Task item
Beginning with the line that has "the round wire-rimmed", reproduce each remaining line of the data exactly, down to and including the last.

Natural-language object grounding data

::::

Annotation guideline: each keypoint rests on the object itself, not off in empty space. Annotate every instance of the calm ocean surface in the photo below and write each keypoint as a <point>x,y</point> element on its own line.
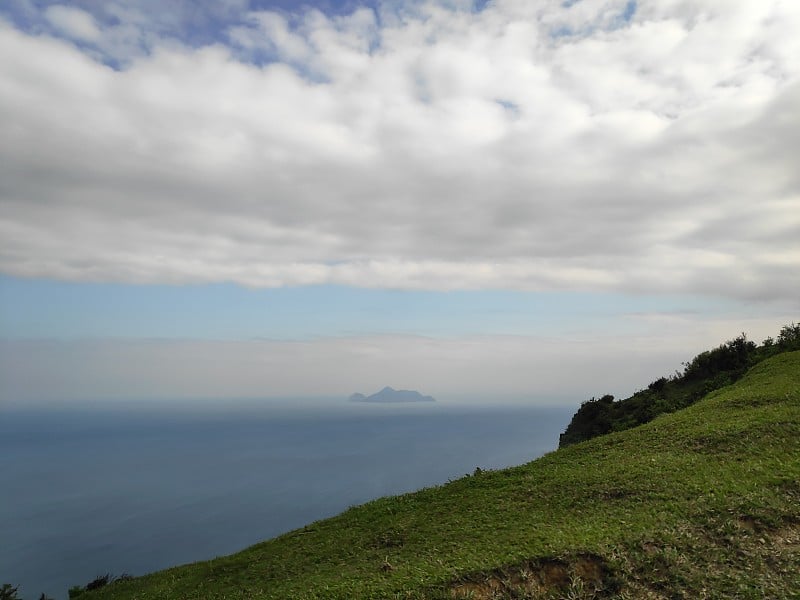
<point>88,491</point>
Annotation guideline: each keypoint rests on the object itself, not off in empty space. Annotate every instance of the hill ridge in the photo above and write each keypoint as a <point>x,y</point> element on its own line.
<point>702,502</point>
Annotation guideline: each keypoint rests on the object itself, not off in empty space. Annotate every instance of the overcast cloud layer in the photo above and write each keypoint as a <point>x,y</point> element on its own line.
<point>597,144</point>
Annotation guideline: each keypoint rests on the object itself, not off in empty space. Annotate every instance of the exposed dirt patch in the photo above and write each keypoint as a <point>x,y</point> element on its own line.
<point>582,575</point>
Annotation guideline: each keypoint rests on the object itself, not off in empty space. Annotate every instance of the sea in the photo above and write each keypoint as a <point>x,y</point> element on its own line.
<point>87,490</point>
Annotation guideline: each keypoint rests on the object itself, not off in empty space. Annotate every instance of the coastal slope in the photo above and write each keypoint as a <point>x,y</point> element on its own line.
<point>700,503</point>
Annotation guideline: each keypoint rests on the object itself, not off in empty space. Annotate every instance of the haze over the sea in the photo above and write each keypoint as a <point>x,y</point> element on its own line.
<point>495,201</point>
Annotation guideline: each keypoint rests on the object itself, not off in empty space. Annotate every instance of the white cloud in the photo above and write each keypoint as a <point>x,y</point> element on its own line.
<point>73,22</point>
<point>580,363</point>
<point>435,148</point>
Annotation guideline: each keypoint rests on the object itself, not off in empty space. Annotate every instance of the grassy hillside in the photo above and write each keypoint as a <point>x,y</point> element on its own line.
<point>700,503</point>
<point>706,372</point>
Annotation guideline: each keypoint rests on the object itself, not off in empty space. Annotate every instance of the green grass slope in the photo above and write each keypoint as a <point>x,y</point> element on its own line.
<point>701,503</point>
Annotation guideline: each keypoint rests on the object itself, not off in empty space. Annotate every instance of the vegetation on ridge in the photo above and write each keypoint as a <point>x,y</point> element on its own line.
<point>700,503</point>
<point>706,372</point>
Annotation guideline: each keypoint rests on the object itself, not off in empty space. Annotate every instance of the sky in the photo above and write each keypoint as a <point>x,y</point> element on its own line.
<point>512,200</point>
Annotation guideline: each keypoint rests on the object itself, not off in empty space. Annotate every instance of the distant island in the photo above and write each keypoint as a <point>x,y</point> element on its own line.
<point>389,395</point>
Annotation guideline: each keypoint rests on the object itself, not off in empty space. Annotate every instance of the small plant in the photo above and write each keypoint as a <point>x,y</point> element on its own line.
<point>9,592</point>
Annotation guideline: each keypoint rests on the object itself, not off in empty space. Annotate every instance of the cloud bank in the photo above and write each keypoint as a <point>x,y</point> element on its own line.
<point>599,144</point>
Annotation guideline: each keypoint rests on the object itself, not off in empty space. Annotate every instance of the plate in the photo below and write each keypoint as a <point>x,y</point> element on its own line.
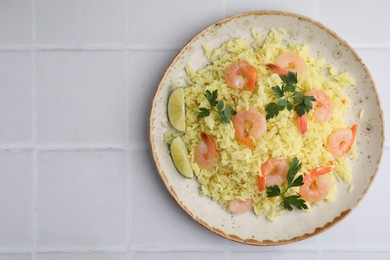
<point>296,225</point>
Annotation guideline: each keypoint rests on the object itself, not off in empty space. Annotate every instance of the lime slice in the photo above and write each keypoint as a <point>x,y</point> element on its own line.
<point>176,109</point>
<point>180,157</point>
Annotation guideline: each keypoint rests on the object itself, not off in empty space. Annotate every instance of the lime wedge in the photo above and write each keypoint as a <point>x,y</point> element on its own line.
<point>176,109</point>
<point>180,157</point>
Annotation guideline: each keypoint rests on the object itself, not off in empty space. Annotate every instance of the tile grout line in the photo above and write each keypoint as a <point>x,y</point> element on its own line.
<point>128,167</point>
<point>34,130</point>
<point>320,248</point>
<point>89,47</point>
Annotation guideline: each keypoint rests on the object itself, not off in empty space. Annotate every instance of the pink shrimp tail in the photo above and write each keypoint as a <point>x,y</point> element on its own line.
<point>321,170</point>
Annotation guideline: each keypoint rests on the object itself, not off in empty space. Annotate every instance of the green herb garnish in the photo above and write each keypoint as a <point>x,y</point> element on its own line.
<point>289,96</point>
<point>293,200</point>
<point>225,113</point>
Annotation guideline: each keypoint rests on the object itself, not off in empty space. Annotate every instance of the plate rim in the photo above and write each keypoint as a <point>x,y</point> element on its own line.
<point>233,237</point>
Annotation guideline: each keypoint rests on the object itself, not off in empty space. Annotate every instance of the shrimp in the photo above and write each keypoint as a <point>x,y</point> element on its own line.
<point>257,122</point>
<point>205,152</point>
<point>240,74</point>
<point>323,107</point>
<point>288,61</point>
<point>273,172</point>
<point>341,141</point>
<point>239,206</point>
<point>316,184</point>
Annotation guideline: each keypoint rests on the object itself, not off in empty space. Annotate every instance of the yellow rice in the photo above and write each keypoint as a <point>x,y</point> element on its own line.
<point>237,168</point>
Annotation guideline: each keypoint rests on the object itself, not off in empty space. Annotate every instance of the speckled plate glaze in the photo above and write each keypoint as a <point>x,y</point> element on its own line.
<point>295,225</point>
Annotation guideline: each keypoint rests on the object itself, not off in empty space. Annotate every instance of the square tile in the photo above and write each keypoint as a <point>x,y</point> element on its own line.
<point>82,199</point>
<point>178,255</point>
<point>374,59</point>
<point>15,97</point>
<point>144,79</point>
<point>156,218</point>
<point>83,256</point>
<point>365,22</point>
<point>274,255</point>
<point>360,255</point>
<point>81,97</point>
<point>80,22</point>
<point>15,22</point>
<point>367,225</point>
<point>170,24</point>
<point>16,203</point>
<point>304,7</point>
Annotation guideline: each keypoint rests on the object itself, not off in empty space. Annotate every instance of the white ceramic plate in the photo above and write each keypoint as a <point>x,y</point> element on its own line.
<point>295,225</point>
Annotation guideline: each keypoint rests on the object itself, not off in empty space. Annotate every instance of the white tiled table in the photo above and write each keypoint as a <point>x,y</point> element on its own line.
<point>76,176</point>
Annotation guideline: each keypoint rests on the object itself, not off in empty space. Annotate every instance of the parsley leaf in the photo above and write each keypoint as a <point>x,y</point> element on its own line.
<point>288,97</point>
<point>225,115</point>
<point>203,112</point>
<point>272,110</point>
<point>293,200</point>
<point>289,78</point>
<point>273,191</point>
<point>278,92</point>
<point>295,166</point>
<point>212,97</point>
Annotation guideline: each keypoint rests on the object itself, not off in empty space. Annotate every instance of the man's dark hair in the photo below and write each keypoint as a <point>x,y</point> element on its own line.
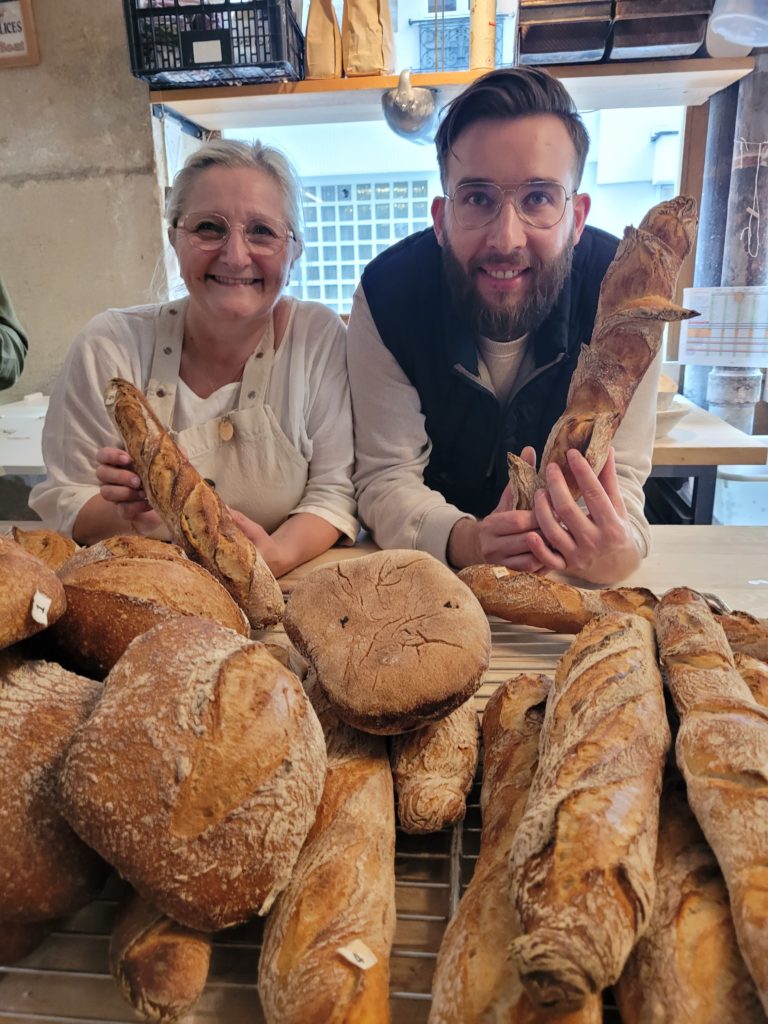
<point>507,94</point>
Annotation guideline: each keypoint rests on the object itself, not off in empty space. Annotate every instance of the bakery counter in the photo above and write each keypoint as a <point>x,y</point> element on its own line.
<point>67,979</point>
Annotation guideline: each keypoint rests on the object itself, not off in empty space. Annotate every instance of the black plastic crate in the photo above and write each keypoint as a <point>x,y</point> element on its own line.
<point>185,44</point>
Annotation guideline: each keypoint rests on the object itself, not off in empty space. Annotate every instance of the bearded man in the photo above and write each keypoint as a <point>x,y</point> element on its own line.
<point>463,339</point>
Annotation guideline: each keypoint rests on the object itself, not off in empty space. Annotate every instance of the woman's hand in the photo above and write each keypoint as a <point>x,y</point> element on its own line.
<point>122,487</point>
<point>300,538</point>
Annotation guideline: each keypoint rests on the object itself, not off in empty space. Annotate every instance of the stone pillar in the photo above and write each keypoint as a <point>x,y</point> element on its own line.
<point>734,391</point>
<point>711,241</point>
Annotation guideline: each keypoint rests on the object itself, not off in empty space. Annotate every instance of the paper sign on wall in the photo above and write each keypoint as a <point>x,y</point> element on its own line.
<point>731,329</point>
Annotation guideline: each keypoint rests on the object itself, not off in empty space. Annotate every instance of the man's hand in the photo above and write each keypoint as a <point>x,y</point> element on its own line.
<point>122,487</point>
<point>503,538</point>
<point>597,544</point>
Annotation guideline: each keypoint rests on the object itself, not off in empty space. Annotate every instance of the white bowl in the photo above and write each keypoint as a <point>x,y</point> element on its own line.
<point>669,418</point>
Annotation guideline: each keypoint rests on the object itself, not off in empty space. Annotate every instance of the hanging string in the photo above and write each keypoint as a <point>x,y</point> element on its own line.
<point>750,238</point>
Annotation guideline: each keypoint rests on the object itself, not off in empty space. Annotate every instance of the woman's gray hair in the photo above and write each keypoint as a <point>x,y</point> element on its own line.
<point>227,153</point>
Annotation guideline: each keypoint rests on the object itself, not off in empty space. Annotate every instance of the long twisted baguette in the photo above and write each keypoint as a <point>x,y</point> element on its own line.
<point>687,968</point>
<point>527,599</point>
<point>475,982</point>
<point>635,302</point>
<point>192,510</point>
<point>582,859</point>
<point>722,751</point>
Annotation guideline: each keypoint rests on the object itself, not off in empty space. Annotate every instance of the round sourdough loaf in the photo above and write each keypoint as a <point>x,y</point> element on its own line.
<point>31,594</point>
<point>51,548</point>
<point>396,640</point>
<point>112,601</point>
<point>45,869</point>
<point>199,774</point>
<point>132,546</point>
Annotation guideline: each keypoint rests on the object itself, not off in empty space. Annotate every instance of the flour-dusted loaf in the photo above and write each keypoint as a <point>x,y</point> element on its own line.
<point>199,774</point>
<point>722,751</point>
<point>636,300</point>
<point>45,869</point>
<point>755,674</point>
<point>161,967</point>
<point>747,635</point>
<point>475,981</point>
<point>194,513</point>
<point>18,939</point>
<point>31,594</point>
<point>582,860</point>
<point>433,769</point>
<point>396,640</point>
<point>50,547</point>
<point>111,601</point>
<point>325,957</point>
<point>131,546</point>
<point>687,968</point>
<point>527,599</point>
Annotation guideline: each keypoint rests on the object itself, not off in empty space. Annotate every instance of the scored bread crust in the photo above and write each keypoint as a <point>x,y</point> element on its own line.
<point>194,513</point>
<point>23,580</point>
<point>582,860</point>
<point>342,892</point>
<point>199,773</point>
<point>161,967</point>
<point>132,546</point>
<point>636,301</point>
<point>50,547</point>
<point>722,751</point>
<point>755,674</point>
<point>747,635</point>
<point>111,601</point>
<point>45,870</point>
<point>396,640</point>
<point>433,769</point>
<point>475,982</point>
<point>687,968</point>
<point>527,599</point>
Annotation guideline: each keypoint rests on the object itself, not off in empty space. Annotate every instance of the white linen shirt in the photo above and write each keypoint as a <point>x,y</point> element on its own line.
<point>308,393</point>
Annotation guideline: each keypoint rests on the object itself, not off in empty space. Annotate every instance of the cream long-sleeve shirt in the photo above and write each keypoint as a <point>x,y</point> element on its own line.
<point>392,448</point>
<point>308,394</point>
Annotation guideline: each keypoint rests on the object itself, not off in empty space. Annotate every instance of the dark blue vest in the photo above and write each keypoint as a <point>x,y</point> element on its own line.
<point>469,430</point>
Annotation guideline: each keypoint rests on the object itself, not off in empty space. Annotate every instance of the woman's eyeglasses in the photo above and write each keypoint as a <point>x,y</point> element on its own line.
<point>541,204</point>
<point>210,231</point>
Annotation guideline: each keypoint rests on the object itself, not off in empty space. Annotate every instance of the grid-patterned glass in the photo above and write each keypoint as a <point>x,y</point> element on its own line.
<point>353,218</point>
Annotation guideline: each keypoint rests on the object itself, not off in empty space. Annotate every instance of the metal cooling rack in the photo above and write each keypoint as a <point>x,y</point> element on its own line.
<point>67,979</point>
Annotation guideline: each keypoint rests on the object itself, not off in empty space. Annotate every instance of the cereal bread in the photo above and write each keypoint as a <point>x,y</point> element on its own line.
<point>199,774</point>
<point>396,640</point>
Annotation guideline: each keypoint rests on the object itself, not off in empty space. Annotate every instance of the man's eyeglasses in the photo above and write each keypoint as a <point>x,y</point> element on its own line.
<point>210,231</point>
<point>541,204</point>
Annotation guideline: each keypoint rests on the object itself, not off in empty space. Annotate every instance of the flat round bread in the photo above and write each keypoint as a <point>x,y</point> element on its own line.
<point>395,638</point>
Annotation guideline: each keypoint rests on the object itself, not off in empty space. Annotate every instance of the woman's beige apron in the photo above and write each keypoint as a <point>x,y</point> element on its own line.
<point>246,454</point>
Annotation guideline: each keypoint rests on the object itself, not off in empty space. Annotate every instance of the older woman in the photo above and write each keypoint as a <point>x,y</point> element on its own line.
<point>250,382</point>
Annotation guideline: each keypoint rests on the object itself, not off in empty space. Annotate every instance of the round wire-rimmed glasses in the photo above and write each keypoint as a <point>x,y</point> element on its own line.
<point>541,204</point>
<point>210,231</point>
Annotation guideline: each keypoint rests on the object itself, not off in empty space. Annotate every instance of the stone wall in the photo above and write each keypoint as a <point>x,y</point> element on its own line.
<point>80,201</point>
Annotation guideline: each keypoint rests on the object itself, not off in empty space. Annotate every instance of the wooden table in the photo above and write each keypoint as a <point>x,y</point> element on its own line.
<point>695,446</point>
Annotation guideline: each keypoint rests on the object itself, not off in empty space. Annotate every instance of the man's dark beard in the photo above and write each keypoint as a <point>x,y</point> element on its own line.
<point>522,315</point>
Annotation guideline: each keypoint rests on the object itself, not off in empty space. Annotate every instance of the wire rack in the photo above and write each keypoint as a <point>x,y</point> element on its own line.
<point>67,979</point>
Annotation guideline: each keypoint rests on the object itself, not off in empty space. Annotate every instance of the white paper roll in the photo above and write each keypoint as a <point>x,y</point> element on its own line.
<point>482,35</point>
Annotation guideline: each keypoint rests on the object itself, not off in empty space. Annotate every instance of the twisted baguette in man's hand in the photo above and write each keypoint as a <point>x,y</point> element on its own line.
<point>194,513</point>
<point>636,300</point>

::::

Task result
Annotation guideline: each keypoint rests on the object itself, not off in empty space. Annotate every instance of the round wire-rimmed glasses in the photo above and write each keypoint as a <point>x,y</point> element on its own line.
<point>541,204</point>
<point>210,231</point>
Annotation guideline: each keypoint rests on the object itself, not off in empty space. Annotate every instance of the stone wall in the photo above and write each keypoint as a <point>x,y</point> element on its own line.
<point>80,201</point>
Annotation guideline: each keypoint rests on the object itself, not off in empty space. Annotate every instance of the wooden table in the photo above and write each keypoint as a <point>x,y</point> element on its own line.
<point>695,446</point>
Annotation guideline: each keypoint rests on the object itself, not off in empty space. Annotate every instance of the man's dark beard in the photo above and write each keypoint as a <point>x,y</point> element on its own line.
<point>522,315</point>
Annotation guideline: each keypoint rests on the object itself, not off in empty space. Annotate every instance of the wire rack in the photo above and write each keypoint as a <point>x,y</point> element on its own line.
<point>67,979</point>
Annotation guideline: each keypoint rests on the object itself, not off in empty space. Annotate every instance of the white paper roll in the photo above and write each keypoint as a <point>x,y</point> element on its own line.
<point>482,35</point>
Annotation guideline: each keypoint rests on the object itself, not off in empty space. Annotate every instance of the twisted baguette in man's hand in the photo above and write each keypoint as a <point>x,y</point> element on its own line.
<point>194,513</point>
<point>636,300</point>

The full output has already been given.